■ TASK GOAL ■
Copy out the full news item below on Ryanair cutting flights between Ireland and the UK, word for word and with nothing left out.

■ EXTRACTED TEXT ■
Ryanair says it plans to cut up to 1,000 flights between Ireland and the UK during the months of August and September because of the ongoing travel restrictions.
The airline claimed this would result in more than 200,000 fewer passengers in Cork, Shannon, Knock and Kerry airports.
It again criticised the ongoing quarantine restrictions in Ireland, which require passengers arriving into the country to fill in a locator form saying where they intend to spend the following fortnight self-isolating.
It said the restrictions remain despite the UK and Northern Ireland opening up air bridges to most EU countries last week and the border between Ireland and Northern Ireland remaining open.
This situation it stated is leading to unrecoverable losses being sustained by the economy here.
"It makes no sense, when governments all over Europe have opened up EU flights since 1 June and removed travel restrictions on intra-EU travel, that the Irish Government continues to treat countries like Germany, Denmark and Greece as if they were suffering similar levels of Covid as the USA, Brazil and India," a spokesperson said.
"We call on the Irish Government to remove all travel restrictions between Ireland and the EU … as a matter of urgency, so that Ireland's hotels, guest houses, restaurants and other tourism providers can recover their business and minimise job losses before we reach the downturn winter period."
However, the Government has continued to stick by its travel restrictions policy, arguing that if people travel abroad for non-essential reasons it will increase the risk of Covid-19 cases being brought into the country.
Many public health experts have expressed great concern about the possible risks posed by foreign travel to the progress made by Ireland in reducing the levels of the virus in the community.
8% of Ryanair's flights arrive in or depart from Ireland.
Next Monday, the Government is due to publish a so-called "green list" of countries that it will be safe to travel into Ireland from without the need for quarantining.

■ ENTRIES SUPPLIED ■
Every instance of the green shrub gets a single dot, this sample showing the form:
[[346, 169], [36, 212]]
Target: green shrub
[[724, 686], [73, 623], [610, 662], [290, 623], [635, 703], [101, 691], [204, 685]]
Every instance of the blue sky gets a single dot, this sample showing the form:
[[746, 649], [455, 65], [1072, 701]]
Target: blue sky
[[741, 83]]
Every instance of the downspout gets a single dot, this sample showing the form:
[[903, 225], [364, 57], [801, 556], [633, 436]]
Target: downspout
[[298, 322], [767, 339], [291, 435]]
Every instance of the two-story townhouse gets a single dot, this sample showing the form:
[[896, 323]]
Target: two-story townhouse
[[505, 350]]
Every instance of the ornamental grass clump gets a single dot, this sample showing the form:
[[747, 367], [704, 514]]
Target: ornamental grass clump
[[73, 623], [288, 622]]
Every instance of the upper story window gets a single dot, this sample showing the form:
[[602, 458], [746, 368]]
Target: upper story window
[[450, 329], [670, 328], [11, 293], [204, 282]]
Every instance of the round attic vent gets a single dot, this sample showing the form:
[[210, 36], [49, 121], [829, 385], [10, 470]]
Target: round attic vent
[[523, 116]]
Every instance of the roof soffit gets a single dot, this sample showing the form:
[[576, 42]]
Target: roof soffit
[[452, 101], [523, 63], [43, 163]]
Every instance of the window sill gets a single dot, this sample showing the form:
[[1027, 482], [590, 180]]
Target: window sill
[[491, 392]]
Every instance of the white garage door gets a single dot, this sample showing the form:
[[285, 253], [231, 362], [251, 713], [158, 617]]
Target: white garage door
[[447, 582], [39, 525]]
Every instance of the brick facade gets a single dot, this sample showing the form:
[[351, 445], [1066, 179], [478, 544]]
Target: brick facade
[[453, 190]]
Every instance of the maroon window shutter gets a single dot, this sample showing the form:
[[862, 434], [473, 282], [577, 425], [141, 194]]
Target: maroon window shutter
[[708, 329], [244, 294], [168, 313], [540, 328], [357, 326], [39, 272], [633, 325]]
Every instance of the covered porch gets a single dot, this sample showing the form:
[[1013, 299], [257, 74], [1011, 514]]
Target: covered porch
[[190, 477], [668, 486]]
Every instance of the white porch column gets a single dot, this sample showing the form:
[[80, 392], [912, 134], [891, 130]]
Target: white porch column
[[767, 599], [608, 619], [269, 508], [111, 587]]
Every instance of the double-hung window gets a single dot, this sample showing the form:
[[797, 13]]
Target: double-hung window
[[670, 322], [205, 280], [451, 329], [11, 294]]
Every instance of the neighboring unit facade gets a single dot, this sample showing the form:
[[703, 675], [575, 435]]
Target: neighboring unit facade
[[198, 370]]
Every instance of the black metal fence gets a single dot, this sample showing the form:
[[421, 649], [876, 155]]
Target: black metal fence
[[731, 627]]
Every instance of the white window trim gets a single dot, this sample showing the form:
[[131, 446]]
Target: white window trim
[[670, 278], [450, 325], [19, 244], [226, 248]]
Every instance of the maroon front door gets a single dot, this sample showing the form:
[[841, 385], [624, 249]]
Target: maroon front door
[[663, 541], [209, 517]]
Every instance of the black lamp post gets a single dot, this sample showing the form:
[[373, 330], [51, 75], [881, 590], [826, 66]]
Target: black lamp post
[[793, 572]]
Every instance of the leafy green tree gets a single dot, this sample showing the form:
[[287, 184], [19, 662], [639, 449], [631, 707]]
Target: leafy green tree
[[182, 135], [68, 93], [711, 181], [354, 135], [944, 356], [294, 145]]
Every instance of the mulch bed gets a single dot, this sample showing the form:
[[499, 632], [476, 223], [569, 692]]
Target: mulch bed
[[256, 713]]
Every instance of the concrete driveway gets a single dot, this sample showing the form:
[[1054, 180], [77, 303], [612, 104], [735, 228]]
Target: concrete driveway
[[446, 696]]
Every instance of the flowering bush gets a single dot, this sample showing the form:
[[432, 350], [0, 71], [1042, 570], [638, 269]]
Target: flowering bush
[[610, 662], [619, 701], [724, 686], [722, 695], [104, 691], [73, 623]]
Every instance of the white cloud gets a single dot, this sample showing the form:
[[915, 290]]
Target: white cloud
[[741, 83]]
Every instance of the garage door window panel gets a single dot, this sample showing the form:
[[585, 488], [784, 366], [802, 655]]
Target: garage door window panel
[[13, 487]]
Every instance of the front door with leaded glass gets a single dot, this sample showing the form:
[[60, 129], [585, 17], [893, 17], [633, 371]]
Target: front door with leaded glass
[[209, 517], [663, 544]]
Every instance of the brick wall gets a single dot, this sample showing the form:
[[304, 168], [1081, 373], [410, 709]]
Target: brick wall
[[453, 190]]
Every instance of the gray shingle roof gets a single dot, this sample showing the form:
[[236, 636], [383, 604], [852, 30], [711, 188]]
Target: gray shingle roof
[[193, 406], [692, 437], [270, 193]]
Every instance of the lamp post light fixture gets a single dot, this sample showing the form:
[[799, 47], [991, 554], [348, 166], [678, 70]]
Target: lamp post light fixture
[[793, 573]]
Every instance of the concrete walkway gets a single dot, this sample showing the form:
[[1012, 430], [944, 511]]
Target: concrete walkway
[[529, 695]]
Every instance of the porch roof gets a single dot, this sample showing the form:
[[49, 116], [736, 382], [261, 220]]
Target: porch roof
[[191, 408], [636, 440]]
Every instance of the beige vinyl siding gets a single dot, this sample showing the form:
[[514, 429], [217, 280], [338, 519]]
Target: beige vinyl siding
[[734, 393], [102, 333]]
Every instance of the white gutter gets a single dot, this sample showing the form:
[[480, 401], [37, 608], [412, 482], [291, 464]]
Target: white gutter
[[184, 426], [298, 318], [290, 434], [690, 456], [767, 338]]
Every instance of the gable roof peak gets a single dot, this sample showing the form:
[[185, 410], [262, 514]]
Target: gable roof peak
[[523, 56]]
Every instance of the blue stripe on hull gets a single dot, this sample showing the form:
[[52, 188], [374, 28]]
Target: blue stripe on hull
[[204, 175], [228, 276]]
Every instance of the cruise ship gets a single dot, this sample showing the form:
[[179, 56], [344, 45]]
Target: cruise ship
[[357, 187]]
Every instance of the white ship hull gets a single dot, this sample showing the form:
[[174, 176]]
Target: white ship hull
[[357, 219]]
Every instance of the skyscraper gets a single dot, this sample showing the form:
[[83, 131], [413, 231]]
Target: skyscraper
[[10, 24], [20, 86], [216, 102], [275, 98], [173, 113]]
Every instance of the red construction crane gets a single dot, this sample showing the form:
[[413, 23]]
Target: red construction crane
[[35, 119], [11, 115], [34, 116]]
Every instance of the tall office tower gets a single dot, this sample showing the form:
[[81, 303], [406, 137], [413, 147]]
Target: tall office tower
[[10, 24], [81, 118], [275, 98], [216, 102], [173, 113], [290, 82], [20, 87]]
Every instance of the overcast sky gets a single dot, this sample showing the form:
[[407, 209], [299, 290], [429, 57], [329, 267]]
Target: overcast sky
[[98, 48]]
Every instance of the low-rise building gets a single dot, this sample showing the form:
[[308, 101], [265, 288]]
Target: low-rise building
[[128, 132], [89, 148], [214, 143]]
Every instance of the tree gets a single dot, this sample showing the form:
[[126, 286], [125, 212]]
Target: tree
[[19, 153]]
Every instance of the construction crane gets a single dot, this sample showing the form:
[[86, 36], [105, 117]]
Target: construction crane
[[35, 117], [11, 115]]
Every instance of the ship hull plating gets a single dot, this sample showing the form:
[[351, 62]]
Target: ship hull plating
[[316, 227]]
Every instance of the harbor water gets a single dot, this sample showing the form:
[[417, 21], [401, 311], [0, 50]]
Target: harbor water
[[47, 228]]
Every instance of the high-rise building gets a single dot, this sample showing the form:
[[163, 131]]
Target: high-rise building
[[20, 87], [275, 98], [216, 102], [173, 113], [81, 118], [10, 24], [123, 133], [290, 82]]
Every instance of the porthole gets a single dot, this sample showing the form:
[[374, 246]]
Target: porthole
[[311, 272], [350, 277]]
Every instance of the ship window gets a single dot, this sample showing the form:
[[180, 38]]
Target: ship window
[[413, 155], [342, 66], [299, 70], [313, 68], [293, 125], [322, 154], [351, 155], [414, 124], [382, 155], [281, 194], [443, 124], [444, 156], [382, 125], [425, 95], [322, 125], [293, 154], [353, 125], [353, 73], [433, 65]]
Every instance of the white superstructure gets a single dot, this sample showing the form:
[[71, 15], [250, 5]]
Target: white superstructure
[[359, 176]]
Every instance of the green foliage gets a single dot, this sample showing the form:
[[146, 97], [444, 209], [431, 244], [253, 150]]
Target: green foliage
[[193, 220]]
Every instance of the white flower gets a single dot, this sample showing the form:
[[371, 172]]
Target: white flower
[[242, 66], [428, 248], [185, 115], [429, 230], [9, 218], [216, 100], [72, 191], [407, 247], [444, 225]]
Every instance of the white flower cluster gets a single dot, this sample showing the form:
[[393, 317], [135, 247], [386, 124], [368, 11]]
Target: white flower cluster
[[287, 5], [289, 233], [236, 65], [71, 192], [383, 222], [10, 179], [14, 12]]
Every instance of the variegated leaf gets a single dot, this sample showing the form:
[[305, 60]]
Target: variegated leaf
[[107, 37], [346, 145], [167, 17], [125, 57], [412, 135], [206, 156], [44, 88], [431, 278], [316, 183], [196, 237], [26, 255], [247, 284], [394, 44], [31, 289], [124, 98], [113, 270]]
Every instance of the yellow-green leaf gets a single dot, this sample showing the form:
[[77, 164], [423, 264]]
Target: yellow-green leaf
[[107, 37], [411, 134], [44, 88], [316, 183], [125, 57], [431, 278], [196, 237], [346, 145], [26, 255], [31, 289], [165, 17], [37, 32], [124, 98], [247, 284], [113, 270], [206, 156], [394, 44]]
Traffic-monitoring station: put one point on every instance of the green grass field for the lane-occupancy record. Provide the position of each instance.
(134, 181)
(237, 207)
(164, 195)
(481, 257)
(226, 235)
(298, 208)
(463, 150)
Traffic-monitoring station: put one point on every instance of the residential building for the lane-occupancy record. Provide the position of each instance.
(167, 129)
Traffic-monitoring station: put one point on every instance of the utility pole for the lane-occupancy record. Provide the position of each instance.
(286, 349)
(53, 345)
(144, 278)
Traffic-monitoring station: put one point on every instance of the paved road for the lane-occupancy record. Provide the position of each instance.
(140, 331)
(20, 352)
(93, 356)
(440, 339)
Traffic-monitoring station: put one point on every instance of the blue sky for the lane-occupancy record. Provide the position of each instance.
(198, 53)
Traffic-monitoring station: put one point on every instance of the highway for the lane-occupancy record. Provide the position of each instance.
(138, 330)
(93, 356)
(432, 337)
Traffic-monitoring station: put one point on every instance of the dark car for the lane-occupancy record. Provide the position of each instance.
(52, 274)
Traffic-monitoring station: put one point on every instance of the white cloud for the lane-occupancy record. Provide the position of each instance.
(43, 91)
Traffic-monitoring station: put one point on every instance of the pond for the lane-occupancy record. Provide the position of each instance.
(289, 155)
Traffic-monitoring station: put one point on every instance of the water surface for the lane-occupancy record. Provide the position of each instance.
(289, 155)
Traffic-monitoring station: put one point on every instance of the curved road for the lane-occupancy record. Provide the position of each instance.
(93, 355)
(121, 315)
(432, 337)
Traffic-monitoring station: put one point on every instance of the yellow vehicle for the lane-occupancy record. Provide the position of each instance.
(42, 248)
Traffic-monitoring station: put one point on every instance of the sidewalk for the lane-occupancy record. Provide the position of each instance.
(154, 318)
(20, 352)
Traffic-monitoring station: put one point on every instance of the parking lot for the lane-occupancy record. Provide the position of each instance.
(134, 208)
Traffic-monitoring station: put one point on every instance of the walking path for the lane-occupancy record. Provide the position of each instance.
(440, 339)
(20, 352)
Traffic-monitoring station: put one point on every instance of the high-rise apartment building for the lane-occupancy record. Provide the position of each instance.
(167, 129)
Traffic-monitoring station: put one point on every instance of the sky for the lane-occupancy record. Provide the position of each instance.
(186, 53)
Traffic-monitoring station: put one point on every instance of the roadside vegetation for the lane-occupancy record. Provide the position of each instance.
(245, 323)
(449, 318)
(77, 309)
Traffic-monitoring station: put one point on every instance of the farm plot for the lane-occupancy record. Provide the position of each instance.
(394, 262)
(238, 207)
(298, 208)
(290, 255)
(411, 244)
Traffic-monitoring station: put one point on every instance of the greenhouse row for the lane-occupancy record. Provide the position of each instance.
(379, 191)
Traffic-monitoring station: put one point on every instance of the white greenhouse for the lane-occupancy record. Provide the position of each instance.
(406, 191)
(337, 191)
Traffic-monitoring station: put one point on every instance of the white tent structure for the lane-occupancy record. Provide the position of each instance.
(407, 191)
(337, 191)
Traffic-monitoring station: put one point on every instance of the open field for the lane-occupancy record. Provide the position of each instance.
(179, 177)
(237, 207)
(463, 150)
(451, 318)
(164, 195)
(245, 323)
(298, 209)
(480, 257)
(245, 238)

■ ANSWER TO THE EXERCISE ■
Ryanair says it plans to cut up to 1,000 flights between Ireland and the UK during the months of August and September because of the ongoing travel restrictions.
The airline claimed this would result in more than 200,000 fewer passengers in Cork, Shannon, Knock and Kerry airports.
It again criticised the ongoing quarantine restrictions in Ireland, which require passengers arriving into the country to fill in a locator form saying where they intend to spend the following fortnight self-isolating.
It said the restrictions remain despite the UK and Northern Ireland opening up air bridges to most EU countries last week and the border between Ireland and Northern Ireland remaining open.
This situation it stated is leading to unrecoverable losses being sustained by the economy here.
"It makes no sense, when governments all over Europe have opened up EU flights since 1 June and removed travel restrictions on intra-EU travel, that the Irish Government continues to treat countries like Germany, Denmark and Greece as if they were suffering similar levels of Covid as the USA, Brazil and India," a spokesperson said.
"We call on the Irish Government to remove all travel restrictions between Ireland and the EU … as a matter of urgency, so that Ireland's hotels, guest houses, restaurants and other tourism providers can recover their business and minimise job losses before we reach the downturn winter period."
However, the Government has continued to stick by its travel restrictions policy, arguing that if people travel abroad for non-essential reasons it will increase the risk of Covid-19 cases being brought into the country.
Many public health experts have expressed great concern about the possible risks posed by foreign travel to the progress made by Ireland in reducing the levels of the virus in the community.
8% of Ryanair's flights arrive in or depart from Ireland.
Next Monday, the Government is due to publish a so-called "green list" of countries that it will be safe to travel into Ireland from without the need for quarantining.